(ABOUT THIS EXERCISE):
Look through the entries below and show every line containing the word "glass".

(PROVIDED MATERIAL):

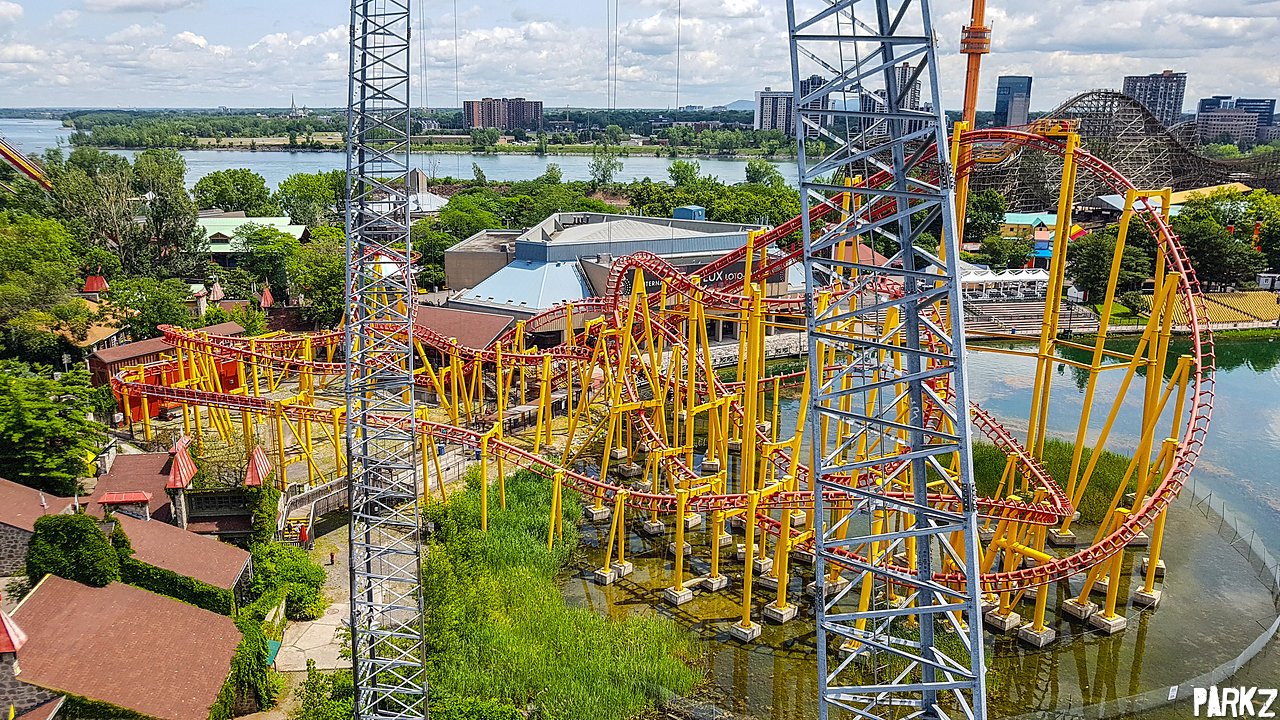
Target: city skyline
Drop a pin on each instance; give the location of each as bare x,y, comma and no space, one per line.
202,53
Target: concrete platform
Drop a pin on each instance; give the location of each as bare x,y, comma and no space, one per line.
1109,625
1028,634
1073,607
1142,598
745,633
780,615
1002,623
677,597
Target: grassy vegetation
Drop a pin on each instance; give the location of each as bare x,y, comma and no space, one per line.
988,464
498,627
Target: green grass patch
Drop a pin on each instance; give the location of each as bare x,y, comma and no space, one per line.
498,628
988,465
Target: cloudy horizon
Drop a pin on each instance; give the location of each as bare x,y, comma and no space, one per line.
240,54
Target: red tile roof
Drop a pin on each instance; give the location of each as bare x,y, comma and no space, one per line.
21,506
127,647
45,711
12,638
187,554
133,497
470,328
259,468
145,472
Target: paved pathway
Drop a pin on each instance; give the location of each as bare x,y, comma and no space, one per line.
325,638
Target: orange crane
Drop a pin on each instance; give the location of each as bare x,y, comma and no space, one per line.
12,155
974,42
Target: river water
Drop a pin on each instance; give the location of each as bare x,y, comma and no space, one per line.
1212,609
33,136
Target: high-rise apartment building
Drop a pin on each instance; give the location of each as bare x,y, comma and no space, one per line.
503,113
773,110
1013,100
807,86
910,96
1160,92
1228,124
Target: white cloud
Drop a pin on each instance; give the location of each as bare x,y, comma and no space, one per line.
9,12
191,39
138,5
65,18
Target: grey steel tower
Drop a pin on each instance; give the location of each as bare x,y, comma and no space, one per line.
385,551
894,501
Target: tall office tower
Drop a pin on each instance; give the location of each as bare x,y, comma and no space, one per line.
1013,100
1160,92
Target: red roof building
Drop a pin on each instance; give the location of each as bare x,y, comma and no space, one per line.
124,646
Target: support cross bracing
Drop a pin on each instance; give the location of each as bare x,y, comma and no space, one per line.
385,551
886,359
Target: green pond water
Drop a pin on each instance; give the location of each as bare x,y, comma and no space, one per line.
1214,605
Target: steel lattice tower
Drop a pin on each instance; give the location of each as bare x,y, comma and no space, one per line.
886,359
385,543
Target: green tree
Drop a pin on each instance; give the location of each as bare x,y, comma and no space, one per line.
72,547
604,164
318,269
1089,264
45,432
266,254
312,199
984,213
763,172
1004,253
145,304
236,190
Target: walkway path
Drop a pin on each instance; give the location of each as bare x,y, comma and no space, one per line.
323,639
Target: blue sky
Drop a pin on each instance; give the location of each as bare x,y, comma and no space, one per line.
236,53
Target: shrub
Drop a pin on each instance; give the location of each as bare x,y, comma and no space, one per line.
72,547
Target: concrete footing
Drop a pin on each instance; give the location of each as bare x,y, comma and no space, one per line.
773,614
1073,607
677,597
1109,625
1002,623
716,583
1143,598
746,633
1057,538
1029,636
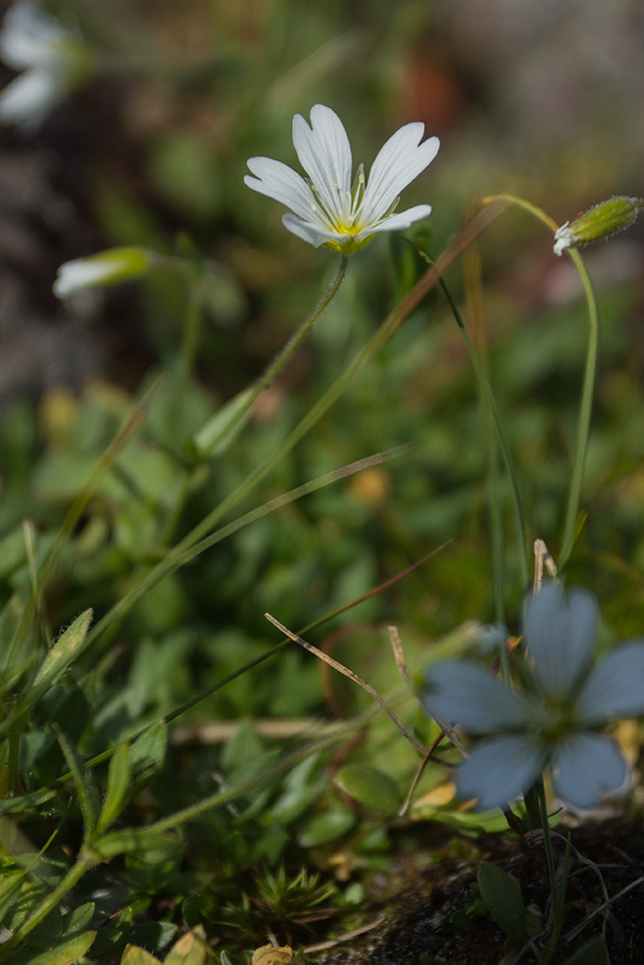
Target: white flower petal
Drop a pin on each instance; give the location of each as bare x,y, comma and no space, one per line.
280,182
615,688
29,36
106,268
587,766
402,220
561,635
499,770
325,154
30,97
328,211
397,164
462,692
311,233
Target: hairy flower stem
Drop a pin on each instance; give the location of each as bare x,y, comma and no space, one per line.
550,860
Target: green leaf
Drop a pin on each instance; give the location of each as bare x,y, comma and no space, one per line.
593,952
135,841
371,787
118,779
79,918
88,798
147,752
66,953
191,949
502,895
217,434
133,955
327,826
62,654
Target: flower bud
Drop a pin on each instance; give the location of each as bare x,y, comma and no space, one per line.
107,268
601,221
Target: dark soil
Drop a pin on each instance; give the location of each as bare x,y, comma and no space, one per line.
605,895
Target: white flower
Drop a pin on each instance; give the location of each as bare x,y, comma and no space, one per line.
107,268
555,721
327,210
50,57
564,239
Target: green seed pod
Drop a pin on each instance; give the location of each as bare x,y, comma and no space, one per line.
601,221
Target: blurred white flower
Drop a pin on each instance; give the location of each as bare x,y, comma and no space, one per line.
107,268
555,721
327,209
52,61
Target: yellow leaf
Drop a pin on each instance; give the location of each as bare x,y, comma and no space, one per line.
133,955
269,955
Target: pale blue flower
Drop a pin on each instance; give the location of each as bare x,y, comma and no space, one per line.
51,60
554,722
327,209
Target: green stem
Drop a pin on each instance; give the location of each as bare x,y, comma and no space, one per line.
585,412
282,357
481,220
85,861
586,403
492,416
187,353
550,861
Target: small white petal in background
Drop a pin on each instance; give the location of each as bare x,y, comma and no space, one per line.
327,208
107,268
52,60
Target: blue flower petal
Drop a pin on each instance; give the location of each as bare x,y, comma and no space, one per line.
561,635
616,688
587,766
462,692
500,770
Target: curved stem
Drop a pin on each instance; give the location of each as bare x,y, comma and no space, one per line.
590,369
481,220
282,357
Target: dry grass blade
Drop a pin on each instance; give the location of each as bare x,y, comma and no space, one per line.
352,676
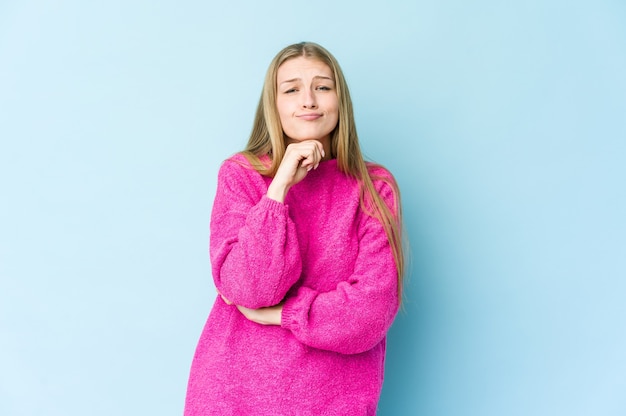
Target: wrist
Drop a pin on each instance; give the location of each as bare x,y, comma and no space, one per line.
277,191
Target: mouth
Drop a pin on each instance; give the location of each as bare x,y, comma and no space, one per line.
309,116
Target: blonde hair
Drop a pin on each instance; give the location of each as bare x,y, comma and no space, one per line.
267,138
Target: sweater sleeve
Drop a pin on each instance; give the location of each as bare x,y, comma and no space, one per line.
255,257
355,316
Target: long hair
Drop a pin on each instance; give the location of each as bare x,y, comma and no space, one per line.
267,139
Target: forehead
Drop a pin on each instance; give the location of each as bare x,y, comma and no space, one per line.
303,67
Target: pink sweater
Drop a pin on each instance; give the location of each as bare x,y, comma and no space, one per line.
332,266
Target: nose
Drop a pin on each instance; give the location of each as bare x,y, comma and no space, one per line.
309,100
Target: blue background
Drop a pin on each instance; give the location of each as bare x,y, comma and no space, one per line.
504,123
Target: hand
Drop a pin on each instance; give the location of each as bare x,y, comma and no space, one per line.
299,159
264,316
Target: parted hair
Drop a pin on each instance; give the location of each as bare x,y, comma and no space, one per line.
267,139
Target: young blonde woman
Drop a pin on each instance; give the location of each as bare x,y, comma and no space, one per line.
306,256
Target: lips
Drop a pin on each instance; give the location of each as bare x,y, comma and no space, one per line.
309,116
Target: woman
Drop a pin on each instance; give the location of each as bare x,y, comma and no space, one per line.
306,257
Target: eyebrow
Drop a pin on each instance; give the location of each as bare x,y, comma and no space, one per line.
315,77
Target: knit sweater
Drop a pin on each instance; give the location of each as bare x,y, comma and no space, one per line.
332,266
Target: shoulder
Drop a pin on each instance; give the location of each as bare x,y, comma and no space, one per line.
385,185
382,178
238,174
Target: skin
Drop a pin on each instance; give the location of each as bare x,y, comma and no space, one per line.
308,108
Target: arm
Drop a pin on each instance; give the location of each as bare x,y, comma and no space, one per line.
254,249
355,316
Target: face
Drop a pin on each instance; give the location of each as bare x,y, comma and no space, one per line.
306,99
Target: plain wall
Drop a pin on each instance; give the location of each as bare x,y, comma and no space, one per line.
502,121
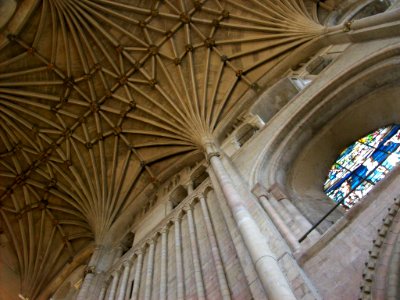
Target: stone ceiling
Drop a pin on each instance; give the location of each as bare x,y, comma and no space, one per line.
99,98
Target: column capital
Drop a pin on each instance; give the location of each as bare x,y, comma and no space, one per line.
127,263
90,270
177,217
165,229
187,207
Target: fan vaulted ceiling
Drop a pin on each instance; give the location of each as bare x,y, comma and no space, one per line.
97,98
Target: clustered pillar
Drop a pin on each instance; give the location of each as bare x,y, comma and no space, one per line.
266,264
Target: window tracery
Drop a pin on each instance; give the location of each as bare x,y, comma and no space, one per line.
362,165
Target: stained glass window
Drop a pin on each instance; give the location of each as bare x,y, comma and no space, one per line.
363,164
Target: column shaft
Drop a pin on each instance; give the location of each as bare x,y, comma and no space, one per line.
124,281
138,271
163,267
179,266
223,284
267,267
195,255
114,284
149,272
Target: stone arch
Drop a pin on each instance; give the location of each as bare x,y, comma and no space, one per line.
245,133
354,10
303,151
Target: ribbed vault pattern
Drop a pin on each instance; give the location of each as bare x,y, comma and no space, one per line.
97,98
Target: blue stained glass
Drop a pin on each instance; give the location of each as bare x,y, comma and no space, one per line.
363,164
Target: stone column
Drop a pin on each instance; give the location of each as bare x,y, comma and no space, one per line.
280,224
149,271
223,284
266,264
124,280
138,271
189,187
195,254
180,291
103,290
163,267
118,253
114,284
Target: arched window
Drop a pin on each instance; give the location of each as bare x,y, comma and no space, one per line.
363,164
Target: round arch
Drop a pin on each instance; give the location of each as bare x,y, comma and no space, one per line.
299,156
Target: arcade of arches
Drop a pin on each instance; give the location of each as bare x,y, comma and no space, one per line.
178,149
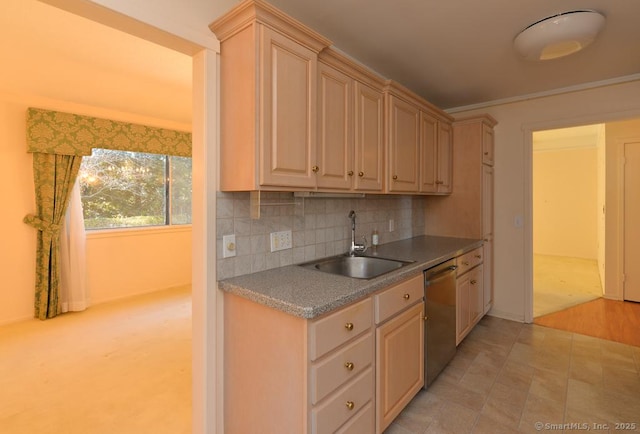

(COMPLETED TASK):
Target: stained glass window
Target: blue stained glass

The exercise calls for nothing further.